> [AIM OF THE EXERCISE]
Please recast the stretch of the entries below that starts with the line containing "806L327 835L268 902L908" and continues through the end of the entries, including both ends, as a Markdown table with the columns Row and Line. Put each line in its own row, number the rows in order, and leave out blank lines.
+++ SOURCE INFORMATION +++
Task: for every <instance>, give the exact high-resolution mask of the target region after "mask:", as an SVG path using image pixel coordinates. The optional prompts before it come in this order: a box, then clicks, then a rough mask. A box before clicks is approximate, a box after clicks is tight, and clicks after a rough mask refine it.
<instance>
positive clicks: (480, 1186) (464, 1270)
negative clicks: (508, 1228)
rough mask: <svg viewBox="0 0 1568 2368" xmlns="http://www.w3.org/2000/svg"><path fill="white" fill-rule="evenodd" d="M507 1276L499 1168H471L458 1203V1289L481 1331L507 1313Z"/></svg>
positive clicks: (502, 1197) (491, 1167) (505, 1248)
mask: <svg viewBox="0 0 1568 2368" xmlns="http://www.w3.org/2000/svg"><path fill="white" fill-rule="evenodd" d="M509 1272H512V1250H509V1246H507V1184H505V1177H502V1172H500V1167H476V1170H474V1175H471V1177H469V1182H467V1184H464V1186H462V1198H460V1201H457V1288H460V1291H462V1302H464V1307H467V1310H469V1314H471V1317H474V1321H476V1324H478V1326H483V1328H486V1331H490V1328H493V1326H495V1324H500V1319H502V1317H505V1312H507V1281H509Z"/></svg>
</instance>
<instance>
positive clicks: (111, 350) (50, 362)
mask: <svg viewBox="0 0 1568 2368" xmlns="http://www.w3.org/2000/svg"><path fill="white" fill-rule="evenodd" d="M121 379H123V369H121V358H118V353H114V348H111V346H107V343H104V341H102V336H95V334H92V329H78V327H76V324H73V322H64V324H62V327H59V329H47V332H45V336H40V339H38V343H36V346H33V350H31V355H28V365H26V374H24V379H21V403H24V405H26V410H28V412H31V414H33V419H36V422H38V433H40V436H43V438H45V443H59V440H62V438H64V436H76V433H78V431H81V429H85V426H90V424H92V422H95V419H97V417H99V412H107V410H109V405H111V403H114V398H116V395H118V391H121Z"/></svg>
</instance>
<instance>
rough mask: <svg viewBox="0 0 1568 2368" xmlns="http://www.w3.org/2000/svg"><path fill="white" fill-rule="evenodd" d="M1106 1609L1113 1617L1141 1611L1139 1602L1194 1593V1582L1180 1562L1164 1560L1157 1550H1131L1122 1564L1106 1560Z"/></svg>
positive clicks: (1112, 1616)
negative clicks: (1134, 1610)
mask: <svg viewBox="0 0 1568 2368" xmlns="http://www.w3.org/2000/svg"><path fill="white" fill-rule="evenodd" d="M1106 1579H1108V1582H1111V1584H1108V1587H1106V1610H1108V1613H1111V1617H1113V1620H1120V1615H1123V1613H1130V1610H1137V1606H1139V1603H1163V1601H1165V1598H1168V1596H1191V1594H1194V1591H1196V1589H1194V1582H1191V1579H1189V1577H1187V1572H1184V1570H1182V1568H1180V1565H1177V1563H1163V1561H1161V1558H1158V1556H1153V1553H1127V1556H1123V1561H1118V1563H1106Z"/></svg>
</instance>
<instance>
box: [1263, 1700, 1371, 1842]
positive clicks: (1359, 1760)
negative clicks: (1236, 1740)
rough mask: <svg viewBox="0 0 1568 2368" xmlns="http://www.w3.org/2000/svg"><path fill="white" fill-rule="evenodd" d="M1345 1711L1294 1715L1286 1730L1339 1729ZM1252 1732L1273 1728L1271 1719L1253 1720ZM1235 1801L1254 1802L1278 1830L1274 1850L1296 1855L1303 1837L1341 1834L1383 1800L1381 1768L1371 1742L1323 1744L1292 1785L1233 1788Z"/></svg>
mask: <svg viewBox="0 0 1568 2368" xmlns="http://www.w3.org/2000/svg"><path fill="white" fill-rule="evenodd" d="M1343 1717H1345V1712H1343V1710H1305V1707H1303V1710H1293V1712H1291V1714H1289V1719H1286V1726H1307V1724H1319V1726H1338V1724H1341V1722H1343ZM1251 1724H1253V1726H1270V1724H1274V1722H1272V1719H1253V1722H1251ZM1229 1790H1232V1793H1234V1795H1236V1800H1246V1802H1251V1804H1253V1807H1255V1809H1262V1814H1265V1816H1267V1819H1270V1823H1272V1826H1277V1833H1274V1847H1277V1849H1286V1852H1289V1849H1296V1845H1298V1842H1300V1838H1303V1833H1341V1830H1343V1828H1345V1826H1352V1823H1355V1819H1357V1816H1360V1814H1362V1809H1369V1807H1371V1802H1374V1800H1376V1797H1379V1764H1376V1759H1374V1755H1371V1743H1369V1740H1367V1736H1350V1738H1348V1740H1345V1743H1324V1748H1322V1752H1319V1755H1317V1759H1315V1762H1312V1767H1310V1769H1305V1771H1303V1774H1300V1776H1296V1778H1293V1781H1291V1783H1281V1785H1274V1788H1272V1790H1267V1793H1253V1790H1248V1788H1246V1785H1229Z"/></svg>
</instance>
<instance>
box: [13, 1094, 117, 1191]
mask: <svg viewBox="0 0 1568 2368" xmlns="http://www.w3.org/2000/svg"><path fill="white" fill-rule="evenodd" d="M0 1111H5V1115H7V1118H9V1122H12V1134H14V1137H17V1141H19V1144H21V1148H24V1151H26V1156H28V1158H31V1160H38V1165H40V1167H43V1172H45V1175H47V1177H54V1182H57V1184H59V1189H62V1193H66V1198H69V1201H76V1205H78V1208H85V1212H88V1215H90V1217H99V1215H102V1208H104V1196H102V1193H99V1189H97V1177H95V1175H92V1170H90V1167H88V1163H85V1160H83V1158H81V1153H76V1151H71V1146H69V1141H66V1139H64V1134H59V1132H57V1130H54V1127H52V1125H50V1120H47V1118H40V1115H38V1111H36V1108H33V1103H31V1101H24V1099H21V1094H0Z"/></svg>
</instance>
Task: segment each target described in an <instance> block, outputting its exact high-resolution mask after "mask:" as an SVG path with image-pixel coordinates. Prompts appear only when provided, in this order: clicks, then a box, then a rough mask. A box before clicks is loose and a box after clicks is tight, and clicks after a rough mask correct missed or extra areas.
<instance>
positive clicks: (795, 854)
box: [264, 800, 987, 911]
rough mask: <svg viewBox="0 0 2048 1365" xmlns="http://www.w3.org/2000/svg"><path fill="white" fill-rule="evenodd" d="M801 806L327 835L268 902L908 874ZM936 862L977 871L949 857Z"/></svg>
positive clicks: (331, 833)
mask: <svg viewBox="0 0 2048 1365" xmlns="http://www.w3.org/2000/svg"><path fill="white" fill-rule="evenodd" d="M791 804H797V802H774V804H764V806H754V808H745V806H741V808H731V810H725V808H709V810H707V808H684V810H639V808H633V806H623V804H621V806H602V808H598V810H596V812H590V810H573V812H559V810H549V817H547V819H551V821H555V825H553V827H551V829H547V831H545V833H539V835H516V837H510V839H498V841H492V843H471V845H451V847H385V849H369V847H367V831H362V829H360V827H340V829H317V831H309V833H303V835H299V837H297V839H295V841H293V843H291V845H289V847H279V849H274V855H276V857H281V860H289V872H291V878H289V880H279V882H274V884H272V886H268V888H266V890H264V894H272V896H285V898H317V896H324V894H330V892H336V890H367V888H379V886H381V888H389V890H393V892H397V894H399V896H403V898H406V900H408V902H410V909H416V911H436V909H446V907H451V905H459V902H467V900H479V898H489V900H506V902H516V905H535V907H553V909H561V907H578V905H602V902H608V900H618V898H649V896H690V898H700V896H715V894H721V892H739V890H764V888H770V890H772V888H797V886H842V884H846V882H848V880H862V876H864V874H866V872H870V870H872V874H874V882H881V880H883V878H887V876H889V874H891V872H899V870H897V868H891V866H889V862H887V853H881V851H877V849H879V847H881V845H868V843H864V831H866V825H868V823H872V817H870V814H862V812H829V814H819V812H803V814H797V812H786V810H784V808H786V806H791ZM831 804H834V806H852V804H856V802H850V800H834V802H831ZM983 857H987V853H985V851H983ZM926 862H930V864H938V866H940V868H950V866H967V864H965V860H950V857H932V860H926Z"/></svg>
+++
> [COMPLETED TASK]
| Row | Line |
|---|---|
| 1 | rough mask: <svg viewBox="0 0 2048 1365" xmlns="http://www.w3.org/2000/svg"><path fill="white" fill-rule="evenodd" d="M801 806L327 835L268 902L908 874ZM936 862L977 871L949 857Z"/></svg> |
| 2 | positive clicks: (331, 833) |
| 3 | mask: <svg viewBox="0 0 2048 1365" xmlns="http://www.w3.org/2000/svg"><path fill="white" fill-rule="evenodd" d="M791 804H797V802H774V804H764V806H754V808H745V806H741V808H731V810H725V808H709V810H707V808H684V810H639V808H633V806H623V804H621V806H602V808H598V810H596V812H590V810H573V812H559V810H549V817H547V819H551V821H555V825H553V827H551V829H547V831H545V833H539V835H516V837H510V839H498V841H492V843H471V845H451V847H385V849H369V847H367V831H362V829H360V827H340V829H317V831H309V833H303V835H299V837H297V839H295V841H293V843H291V845H289V847H279V849H274V855H276V857H281V860H289V872H291V878H289V880H279V882H274V884H272V886H268V888H266V890H264V894H272V896H285V898H317V896H324V894H330V892H336V890H367V888H379V886H381V888H389V890H393V892H397V894H399V896H403V898H406V900H408V902H410V909H416V911H436V909H446V907H451V905H459V902H467V900H479V898H489V900H506V902H516V905H535V907H553V909H561V907H578V905H602V902H608V900H618V898H649V896H690V898H700V896H715V894H721V892H739V890H764V888H770V890H772V888H797V886H842V884H846V882H848V880H862V876H864V874H866V872H870V870H872V874H874V882H881V880H883V878H887V876H889V874H891V872H899V870H897V868H891V866H889V862H887V853H881V851H877V849H879V847H881V845H868V843H864V831H866V825H868V823H872V817H870V814H862V812H829V814H819V812H803V814H797V812H786V810H784V808H786V806H791ZM831 804H834V806H852V804H856V802H850V800H834V802H831ZM983 857H987V853H985V851H983ZM926 862H930V864H938V866H940V868H950V866H967V864H965V860H950V857H932V860H926Z"/></svg> |